> _Exercise goal_
Give only the number of lines in the records below that contain the string "trousers", counting uppercase and lowercase as different.

> _Information given_

☆ ☆ ☆ ☆ ☆

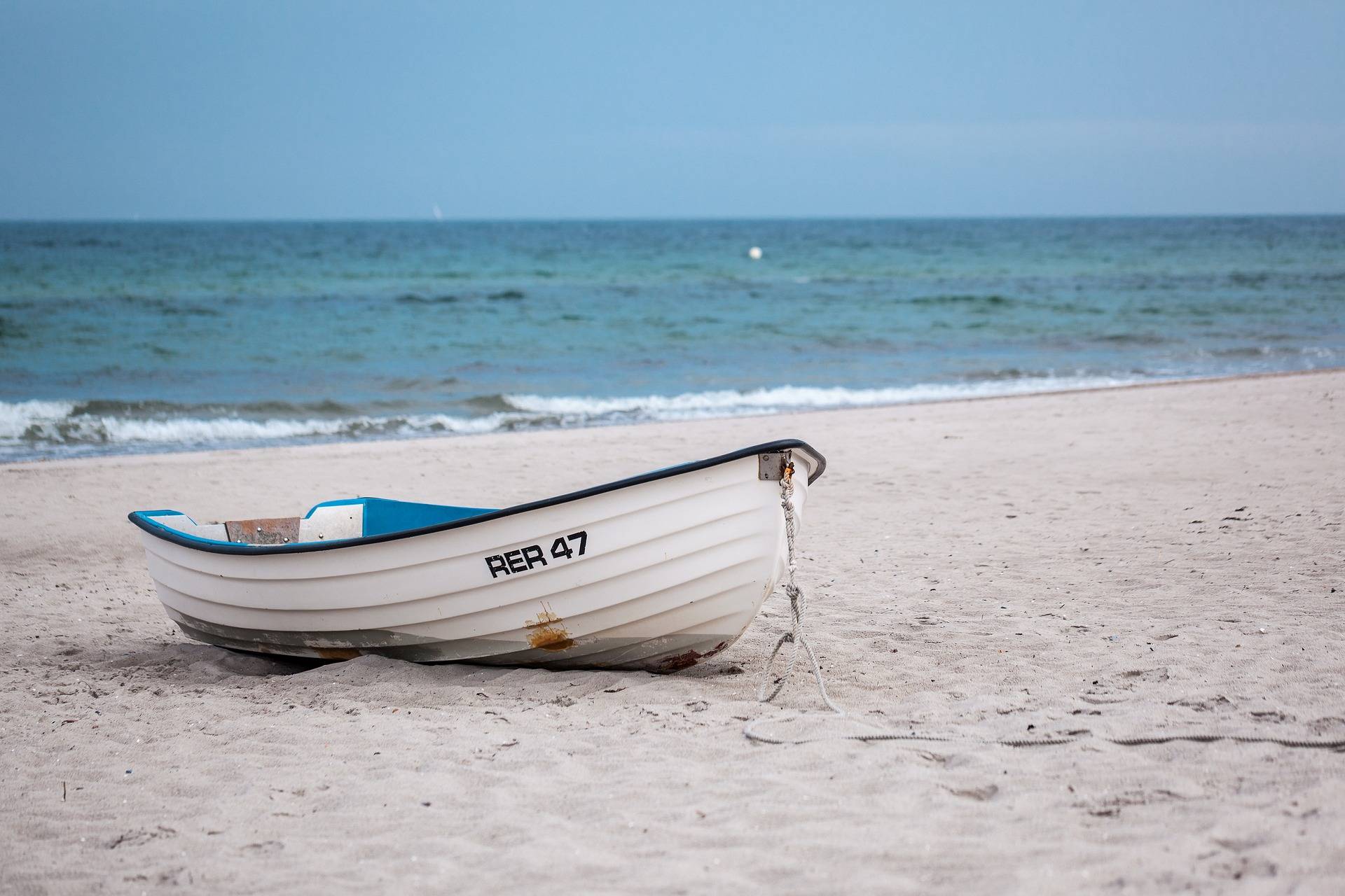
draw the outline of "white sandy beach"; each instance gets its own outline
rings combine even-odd
[[[829,459],[799,582],[857,715],[1345,736],[1345,372],[22,463],[0,891],[1345,891],[1341,751],[753,744],[779,594],[663,677],[233,654],[168,622],[125,520],[502,506],[783,437]]]

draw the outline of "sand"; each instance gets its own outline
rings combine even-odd
[[[124,519],[498,505],[777,437],[830,461],[799,579],[857,715],[1345,736],[1341,372],[11,465],[0,891],[1345,889],[1345,752],[753,744],[779,594],[664,677],[231,654],[168,622]]]

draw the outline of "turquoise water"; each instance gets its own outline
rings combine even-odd
[[[0,223],[11,461],[1342,359],[1345,216]]]

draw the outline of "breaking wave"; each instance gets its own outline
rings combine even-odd
[[[890,388],[781,386],[616,398],[484,395],[459,402],[460,412],[456,414],[382,415],[350,412],[354,408],[335,402],[237,406],[112,400],[0,402],[0,459],[689,420],[1022,395],[1123,386],[1135,380],[1114,376],[1032,376]],[[214,414],[202,414],[207,410]],[[285,411],[291,414],[284,414]]]

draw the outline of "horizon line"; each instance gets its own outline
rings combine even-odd
[[[11,218],[0,215],[0,224],[562,224],[562,223],[670,223],[670,222],[815,222],[815,220],[1146,220],[1182,218],[1342,218],[1345,211],[1293,211],[1293,212],[1080,212],[1080,214],[1003,214],[1003,215],[597,215],[597,216],[484,216],[484,218],[434,218],[433,215],[399,218],[371,215],[323,216],[323,218]]]

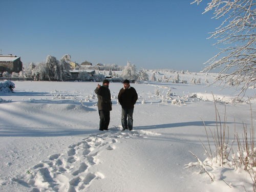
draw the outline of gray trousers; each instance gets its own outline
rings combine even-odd
[[[133,114],[134,108],[126,109],[122,108],[122,126],[123,129],[133,129]],[[127,119],[128,118],[128,121]]]

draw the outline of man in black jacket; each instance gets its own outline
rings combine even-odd
[[[111,95],[109,89],[110,82],[105,79],[102,86],[98,86],[94,91],[98,96],[98,110],[99,114],[99,130],[108,130],[110,121],[110,111],[112,110]]]
[[[122,126],[123,131],[133,130],[133,114],[134,105],[138,99],[135,89],[130,85],[130,81],[125,79],[123,81],[123,88],[120,90],[118,101],[122,106]],[[128,122],[127,118],[128,117]]]

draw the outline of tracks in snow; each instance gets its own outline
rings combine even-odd
[[[34,165],[23,175],[12,178],[12,182],[17,182],[33,192],[86,191],[94,180],[105,177],[104,173],[90,171],[91,167],[100,162],[99,153],[115,150],[120,138],[159,135],[145,131],[120,132],[120,129],[114,127],[108,132],[91,135],[70,145],[66,153],[50,156],[48,161]]]

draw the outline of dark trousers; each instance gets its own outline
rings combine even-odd
[[[110,112],[109,111],[99,110],[99,130],[108,130],[110,121]]]
[[[133,129],[133,114],[134,108],[127,109],[122,108],[122,126],[124,129]],[[128,118],[128,122],[127,118]]]

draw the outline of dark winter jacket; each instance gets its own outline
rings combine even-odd
[[[126,89],[121,89],[118,97],[118,101],[123,108],[131,109],[134,108],[138,99],[138,94],[135,89],[129,87]]]
[[[94,92],[98,96],[98,109],[99,110],[112,110],[111,95],[109,87],[103,85],[100,88],[96,88]]]

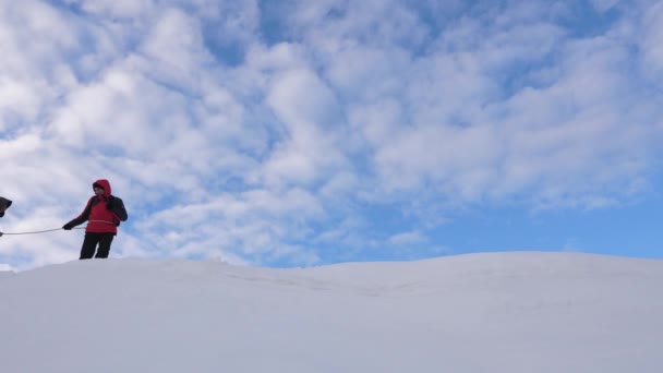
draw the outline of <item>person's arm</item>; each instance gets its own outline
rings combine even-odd
[[[124,208],[124,202],[122,198],[111,195],[106,207],[116,216],[116,219],[119,221],[126,221],[129,215],[126,214],[126,208]]]
[[[87,219],[89,218],[89,212],[92,210],[92,200],[94,197],[89,198],[89,201],[87,201],[87,205],[85,205],[85,208],[83,209],[83,213],[81,213],[81,215],[79,215],[77,217],[73,218],[72,220],[70,220],[68,224],[65,224],[64,226],[62,226],[62,229],[64,230],[70,230],[73,227],[83,224],[84,221],[87,221]]]

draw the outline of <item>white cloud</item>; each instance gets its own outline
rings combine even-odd
[[[468,205],[618,205],[658,167],[663,8],[593,5],[616,21],[579,36],[543,1],[1,2],[2,230],[61,226],[100,177],[116,254],[233,263],[409,238],[373,204],[422,237]],[[0,260],[75,257],[55,234]]]

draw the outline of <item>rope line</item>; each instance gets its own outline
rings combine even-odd
[[[106,221],[106,220],[87,220],[88,222],[106,222],[106,224],[112,224],[112,221]],[[86,229],[87,227],[74,227],[72,229]],[[56,230],[64,230],[63,228],[53,228],[53,229],[45,229],[45,230],[35,230],[32,232],[13,232],[13,233],[5,233],[5,232],[0,232],[0,237],[2,236],[21,236],[21,234],[38,234],[38,233],[46,233],[46,232],[53,232]]]

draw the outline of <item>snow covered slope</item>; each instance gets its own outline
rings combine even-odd
[[[663,261],[498,253],[0,276],[2,372],[663,372]]]

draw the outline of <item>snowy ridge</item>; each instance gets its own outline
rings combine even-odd
[[[661,372],[663,261],[498,253],[309,269],[0,274],[7,372]]]

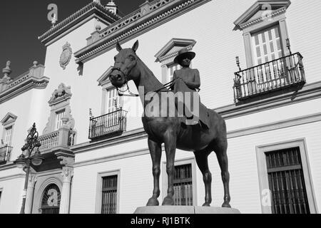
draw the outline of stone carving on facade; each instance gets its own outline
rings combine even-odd
[[[29,185],[30,185],[29,186],[34,186],[34,184],[36,182],[36,181],[38,180],[38,177],[36,175],[29,175]]]
[[[55,119],[56,112],[63,110],[65,114],[62,118],[64,128],[73,130],[75,127],[75,120],[71,115],[71,108],[69,105],[69,100],[71,98],[71,86],[66,86],[61,83],[51,95],[48,102],[51,107],[51,114],[48,118],[47,124],[43,131],[43,135],[50,133],[54,130]]]
[[[71,182],[73,176],[73,168],[71,167],[64,167],[61,171],[61,176],[63,178],[63,182]]]
[[[61,83],[59,86],[58,86],[58,89],[55,90],[52,93],[51,98],[50,98],[49,103],[50,104],[59,98],[71,95],[71,87],[66,86],[65,84]]]
[[[58,156],[57,159],[61,160],[60,165],[63,166],[71,166],[75,162],[74,157]]]
[[[63,46],[63,52],[60,56],[60,66],[65,70],[66,66],[70,62],[71,59],[71,56],[73,54],[73,51],[71,48],[71,45],[69,43],[66,43],[66,44]]]

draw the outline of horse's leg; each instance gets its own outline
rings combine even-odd
[[[165,133],[164,138],[165,151],[166,152],[166,172],[168,177],[167,196],[163,201],[163,205],[174,205],[174,162],[176,151],[176,136],[172,131]]]
[[[212,202],[212,174],[208,169],[208,157],[212,151],[209,150],[204,150],[194,152],[196,163],[203,174],[203,180],[204,181],[205,197],[203,207],[210,207]]]
[[[220,164],[222,180],[224,185],[224,202],[222,207],[230,207],[230,173],[228,172],[228,140],[226,138],[220,138],[215,140],[213,143],[214,151],[218,157],[218,164]]]
[[[162,156],[161,144],[148,139],[148,147],[153,162],[153,177],[154,178],[154,190],[153,196],[149,199],[147,206],[158,206],[158,198],[160,193],[159,189],[159,176],[160,175],[160,158]]]

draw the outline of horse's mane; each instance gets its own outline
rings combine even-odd
[[[137,55],[136,55],[136,56],[137,56],[137,59],[142,63],[142,65],[143,65],[143,66],[145,67],[145,68],[147,70],[147,73],[148,73],[148,76],[149,76],[149,78],[154,78],[154,81],[156,81],[156,82],[157,82],[157,83],[159,83],[159,85],[155,85],[156,87],[158,87],[158,86],[160,86],[160,88],[156,88],[156,90],[158,90],[158,89],[159,89],[159,88],[163,88],[163,83],[160,83],[160,82],[159,81],[159,80],[155,76],[155,75],[154,75],[154,73],[153,73],[153,71],[151,71],[151,70],[149,69],[149,68],[146,66],[146,64],[145,64],[145,63],[141,59],[141,58],[139,58]]]

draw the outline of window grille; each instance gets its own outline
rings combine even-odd
[[[55,130],[59,130],[60,128],[63,125],[62,118],[65,115],[65,110],[62,110],[61,112],[56,113],[56,129]]]
[[[272,214],[310,214],[300,147],[266,153]]]
[[[117,213],[117,175],[103,177],[101,214]]]
[[[44,192],[41,201],[41,214],[59,214],[61,194],[57,185],[48,186]]]
[[[173,183],[175,205],[193,206],[191,164],[175,167]]]

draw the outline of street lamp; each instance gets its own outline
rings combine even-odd
[[[41,145],[38,140],[38,132],[36,128],[36,123],[34,123],[29,134],[26,138],[26,142],[21,148],[22,154],[14,162],[18,167],[23,168],[26,172],[26,180],[24,182],[24,198],[22,199],[22,205],[20,214],[24,214],[24,207],[26,205],[26,191],[28,188],[28,179],[29,178],[30,165],[40,165],[44,157],[41,156],[39,151],[39,147]],[[34,155],[31,155],[34,149],[36,147]]]

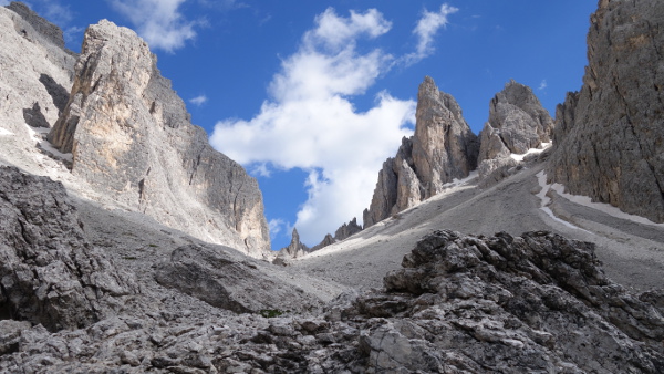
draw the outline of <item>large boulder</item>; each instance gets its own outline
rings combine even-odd
[[[60,183],[0,167],[0,319],[83,328],[138,292],[82,226]]]
[[[70,101],[49,134],[98,193],[199,239],[262,258],[269,230],[258,183],[214,150],[132,30],[91,25]]]
[[[550,180],[664,221],[664,2],[601,0],[583,86],[557,110]]]
[[[342,320],[369,372],[661,373],[664,293],[630,294],[594,246],[548,232],[436,231]],[[372,319],[373,318],[373,319]]]

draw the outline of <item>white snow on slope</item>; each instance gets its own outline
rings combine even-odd
[[[519,163],[523,160],[523,158],[528,155],[533,155],[533,154],[539,154],[544,152],[547,148],[549,148],[551,145],[553,144],[553,142],[549,142],[549,143],[542,143],[542,147],[541,148],[530,148],[528,149],[528,152],[526,152],[525,154],[521,155],[517,155],[517,154],[511,154],[509,155],[511,158],[518,160]]]

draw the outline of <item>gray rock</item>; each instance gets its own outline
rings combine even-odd
[[[362,231],[362,226],[357,225],[357,218],[353,218],[350,222],[341,225],[336,231],[334,231],[334,237],[328,233],[320,243],[313,246],[311,249],[305,249],[305,251],[313,252],[323,249],[335,242],[345,240],[360,231]]]
[[[477,167],[477,136],[464,120],[456,100],[438,91],[433,79],[425,77],[417,94],[413,169],[429,198],[442,185],[465,178]]]
[[[263,258],[269,230],[255,178],[214,150],[133,31],[85,32],[63,115],[49,133],[72,173],[132,210]]]
[[[289,260],[300,258],[304,256],[308,251],[309,248],[300,241],[300,235],[298,233],[298,229],[293,228],[291,242],[288,245],[288,247],[284,247],[279,251],[279,254],[277,254],[277,258],[272,260],[272,263],[287,266]]]
[[[64,38],[62,30],[58,28],[55,24],[44,20],[34,11],[32,11],[28,6],[20,1],[12,1],[7,9],[19,14],[25,22],[28,22],[33,30],[37,32],[40,39],[44,39],[44,41],[49,44],[53,44],[61,50],[65,50],[64,48]],[[18,25],[17,25],[18,27]],[[24,35],[24,38],[35,38],[35,34],[30,33],[25,29],[20,29],[17,31]]]
[[[39,102],[34,102],[32,107],[23,108],[23,120],[32,127],[51,127],[46,117],[44,117],[39,106]]]
[[[50,330],[86,326],[114,298],[136,293],[134,277],[84,238],[60,183],[0,167],[0,310]]]
[[[553,120],[532,90],[512,80],[491,100],[478,162],[539,148],[550,141],[552,129]]]
[[[318,300],[287,287],[250,263],[235,260],[222,247],[183,246],[156,264],[155,279],[214,307],[236,313],[294,311]]]
[[[319,250],[319,249],[323,249],[323,248],[325,248],[325,247],[328,247],[328,246],[332,246],[332,245],[333,245],[333,243],[335,243],[335,242],[336,242],[336,240],[335,240],[335,239],[334,239],[334,238],[333,238],[333,237],[332,237],[330,233],[328,233],[328,235],[325,235],[325,237],[323,238],[323,241],[321,241],[321,242],[319,242],[318,245],[315,245],[315,246],[311,247],[311,250],[310,250],[310,252],[314,252],[314,251],[317,251],[317,250]]]
[[[33,147],[24,124],[51,127],[55,123],[63,101],[55,87],[71,87],[75,53],[64,48],[56,25],[21,2],[0,7],[0,34],[1,126],[15,135],[19,148]]]
[[[415,134],[383,163],[364,228],[442,191],[477,167],[479,144],[454,97],[425,77],[417,95]]]
[[[593,250],[547,232],[424,238],[386,294],[356,301],[388,313],[367,333],[371,368],[660,372],[662,310],[612,283]]]
[[[357,218],[353,217],[350,222],[343,224],[334,231],[334,239],[338,241],[345,240],[360,231],[362,231],[362,226],[357,225]]]
[[[664,221],[664,3],[600,1],[579,93],[557,110],[547,175],[575,195]]]
[[[522,169],[520,163],[511,157],[485,159],[477,167],[479,188],[488,188]]]

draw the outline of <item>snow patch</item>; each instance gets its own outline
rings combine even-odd
[[[540,153],[544,152],[547,148],[549,148],[552,144],[553,144],[553,142],[542,143],[541,148],[530,148],[530,149],[528,149],[528,152],[526,152],[522,155],[511,154],[509,156],[520,163],[523,160],[523,158],[526,158],[526,156],[533,155],[533,154],[540,154]]]

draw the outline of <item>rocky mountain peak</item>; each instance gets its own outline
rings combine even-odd
[[[489,121],[480,133],[479,162],[525,154],[550,142],[553,120],[532,90],[511,80],[489,104]]]
[[[549,178],[664,221],[664,7],[606,1],[591,17],[583,86],[557,110]]]
[[[48,136],[72,153],[72,174],[131,210],[268,256],[268,225],[255,178],[214,150],[185,103],[129,29],[91,25],[62,116]]]
[[[383,163],[364,227],[438,194],[454,178],[467,177],[477,167],[478,147],[459,104],[426,76],[417,93],[415,134],[403,138],[396,156]]]

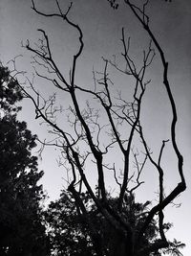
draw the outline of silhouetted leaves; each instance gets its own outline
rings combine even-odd
[[[40,207],[45,196],[37,184],[43,172],[32,154],[36,136],[16,118],[22,93],[2,66],[0,81],[0,255],[47,256]]]

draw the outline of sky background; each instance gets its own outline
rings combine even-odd
[[[69,1],[60,1],[63,9],[68,7]],[[169,237],[175,237],[186,244],[183,250],[184,256],[189,256],[191,251],[191,1],[174,0],[171,4],[165,1],[151,0],[148,13],[151,19],[151,28],[164,49],[169,61],[169,80],[172,92],[178,107],[179,121],[177,126],[177,138],[180,149],[184,156],[184,173],[187,180],[187,190],[176,202],[181,202],[180,208],[168,207],[165,211],[166,221],[174,223],[174,228],[169,231]],[[54,0],[36,0],[36,7],[44,12],[56,11]],[[116,55],[120,59],[121,53],[121,28],[125,28],[127,36],[131,36],[131,54],[138,65],[141,59],[142,49],[147,47],[148,38],[141,26],[135,19],[129,10],[121,4],[117,11],[110,8],[106,0],[74,0],[70,17],[80,25],[84,34],[84,52],[80,57],[77,66],[78,84],[93,84],[92,69],[103,68],[102,57],[112,58]],[[41,35],[36,31],[44,29],[49,35],[53,57],[63,73],[68,76],[71,57],[76,52],[78,46],[76,33],[57,18],[45,18],[38,16],[31,9],[30,0],[0,0],[0,59],[6,65],[8,60],[22,54],[18,59],[18,68],[28,71],[29,77],[32,72],[31,67],[31,53],[21,47],[21,41],[26,39],[35,42]],[[165,98],[162,87],[162,77],[159,62],[156,57],[148,76],[152,78],[152,84],[143,105],[143,124],[148,142],[154,151],[159,151],[162,139],[168,138],[168,120],[170,107]],[[115,78],[114,78],[115,80]],[[120,89],[125,89],[125,81],[116,77],[116,81]],[[48,84],[41,81],[40,89],[47,93],[51,90]],[[84,99],[81,99],[84,100]],[[62,98],[67,105],[67,98]],[[26,120],[34,133],[39,137],[46,137],[46,128],[34,121],[35,114],[30,102],[24,101],[23,111],[20,118]],[[178,177],[174,174],[174,158],[169,149],[166,157],[168,170],[166,177],[171,185],[176,184]],[[63,169],[57,167],[56,150],[46,149],[39,167],[45,171],[42,179],[44,188],[51,199],[58,197],[63,188]],[[152,189],[152,176],[149,186]],[[168,190],[168,188],[166,188]],[[148,192],[145,187],[140,189],[140,199],[147,199]]]

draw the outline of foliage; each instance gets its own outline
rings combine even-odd
[[[0,67],[0,255],[48,255],[42,223],[43,175],[32,154],[35,135],[17,120],[22,93],[7,68]]]
[[[103,255],[115,255],[115,245],[118,248],[124,245],[122,238],[110,223],[99,214],[94,201],[87,193],[81,195],[84,203],[88,208],[88,219],[91,224],[96,230],[99,245],[102,246]],[[117,198],[108,195],[108,199],[113,205],[113,209],[117,210]],[[87,225],[87,220],[77,211],[74,206],[74,198],[68,191],[62,191],[59,199],[52,201],[45,213],[48,233],[52,242],[52,255],[55,256],[82,256],[96,255],[94,249],[94,242],[90,227]],[[141,227],[148,214],[150,202],[145,203],[135,202],[135,197],[126,197],[126,201],[122,209],[122,219],[130,222],[132,229],[137,230]],[[167,231],[171,227],[170,223],[164,223],[164,230]],[[153,220],[138,244],[138,249],[149,246],[152,243],[159,239],[159,230],[157,225],[157,220]],[[157,249],[154,254],[146,253],[142,255],[158,255],[169,253],[170,255],[181,255],[179,247],[182,247],[182,244],[174,240],[170,243],[170,246],[166,250]],[[175,254],[177,253],[177,254]]]
[[[176,137],[177,106],[171,91],[168,62],[164,51],[158,36],[151,30],[153,26],[150,25],[150,18],[147,13],[148,1],[138,2],[139,5],[137,6],[134,1],[124,0],[124,7],[133,13],[149,38],[148,47],[143,49],[139,55],[142,56],[142,59],[139,60],[138,58],[138,63],[134,60],[137,58],[130,54],[130,38],[127,38],[125,29],[122,28],[121,58],[117,60],[116,57],[114,59],[103,58],[104,68],[99,72],[93,71],[94,85],[90,87],[87,84],[78,83],[76,79],[78,75],[77,64],[79,64],[79,58],[83,54],[85,41],[83,40],[82,29],[73,21],[69,14],[72,3],[63,12],[59,2],[55,0],[57,12],[47,13],[39,11],[34,0],[32,0],[32,9],[37,14],[46,18],[60,18],[76,32],[75,35],[78,35],[75,44],[77,49],[74,54],[73,52],[70,64],[68,64],[68,59],[62,59],[64,70],[61,70],[57,64],[59,59],[54,58],[53,48],[52,49],[53,43],[44,30],[38,30],[42,38],[37,43],[32,44],[27,40],[25,45],[26,49],[33,55],[32,64],[35,75],[32,80],[28,79],[28,84],[22,86],[22,90],[25,96],[33,103],[36,119],[40,119],[41,123],[47,125],[48,133],[52,135],[50,139],[45,140],[44,146],[51,145],[60,150],[62,156],[60,164],[66,170],[68,193],[73,196],[73,200],[70,198],[71,196],[69,197],[67,194],[64,196],[64,200],[70,202],[66,205],[67,209],[71,209],[72,202],[74,202],[72,212],[66,213],[62,210],[62,213],[60,203],[62,205],[63,201],[52,205],[53,208],[58,208],[58,217],[63,214],[62,218],[66,219],[66,222],[64,222],[66,226],[60,227],[59,221],[57,226],[57,222],[54,223],[56,219],[53,218],[53,215],[50,214],[49,217],[50,222],[55,224],[56,236],[53,232],[52,241],[55,246],[55,253],[60,250],[60,255],[80,254],[76,241],[86,244],[90,250],[93,246],[94,253],[97,256],[106,255],[109,253],[108,249],[112,256],[159,255],[160,250],[168,250],[173,244],[165,236],[164,209],[186,189],[183,156],[179,150]],[[117,8],[117,1],[111,0],[110,3],[113,8]],[[159,150],[153,153],[152,148],[156,146],[156,132],[155,130],[150,132],[151,138],[148,139],[144,129],[145,120],[144,115],[142,115],[142,105],[144,101],[148,100],[147,91],[155,86],[148,79],[150,74],[147,71],[156,55],[158,55],[159,70],[163,81],[161,84],[162,92],[165,94],[164,99],[168,101],[172,118],[168,120],[169,139],[160,138],[159,145],[158,145]],[[68,73],[65,68],[68,68]],[[114,72],[110,72],[111,70]],[[126,87],[129,86],[128,93],[127,91],[124,94],[123,92],[118,93],[117,87],[120,80],[117,82],[118,86],[115,87],[111,73],[117,74],[117,76],[121,75],[124,78]],[[40,89],[36,88],[35,76],[52,85],[51,95],[44,95]],[[29,86],[31,90],[29,90]],[[56,95],[59,95],[59,99],[62,96],[63,99],[67,99],[66,104],[69,103],[69,105],[64,105],[64,103],[63,106],[58,107],[60,102],[56,102]],[[87,100],[86,103],[81,101],[82,95]],[[125,98],[126,96],[127,98]],[[153,96],[151,102],[155,101],[154,97],[156,95]],[[152,147],[150,144],[153,142]],[[174,172],[176,170],[180,180],[172,188],[166,190],[165,185],[168,180],[165,180],[167,176],[165,173],[169,172],[166,169],[170,169],[164,162],[165,159],[168,159],[164,157],[164,154],[168,152],[164,151],[167,143],[170,144],[176,158],[173,170]],[[116,157],[117,155],[117,157]],[[146,176],[143,175],[143,173],[148,167],[156,172],[155,184],[157,185],[153,194],[156,191],[159,193],[155,205],[152,205],[142,217],[141,204],[139,205],[139,212],[138,211],[141,215],[138,216],[136,213],[136,208],[134,208],[135,205],[136,207],[138,205],[135,204],[131,197],[136,195],[138,189],[144,183],[141,177]],[[89,169],[96,177],[97,194],[95,193],[89,181]],[[114,175],[114,187],[115,189],[117,188],[118,192],[118,197],[115,200],[107,195],[106,174],[108,172],[112,172]],[[150,182],[151,176],[148,175],[147,178]],[[148,188],[149,182],[147,183]],[[96,206],[95,212],[87,204],[83,191],[90,197],[92,205]],[[131,199],[129,200],[129,198]],[[126,210],[125,205],[127,206]],[[76,219],[74,209],[80,220],[77,221],[79,225],[76,225],[76,230],[74,229],[74,233],[71,226],[75,227],[75,225],[74,225],[74,220],[71,217],[74,216],[74,220]],[[100,228],[97,228],[96,223],[97,224],[99,221],[101,223]],[[158,225],[158,229],[156,229],[156,225]],[[102,230],[101,227],[103,226],[106,227]],[[65,227],[66,229],[64,229]],[[82,227],[83,232],[81,231]],[[111,240],[115,237],[114,243],[107,242],[107,238],[109,239],[110,236],[106,236],[104,233],[108,233],[108,230],[112,234]],[[71,234],[74,240],[72,239]],[[104,243],[102,237],[104,237]],[[61,244],[60,249],[59,243],[62,239],[65,244],[64,245]],[[74,246],[74,251],[70,251],[70,246],[67,246],[69,243]],[[110,248],[109,244],[113,244],[113,247]]]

☆ ☆ ☆ ☆ ☆

> _Correct response_
2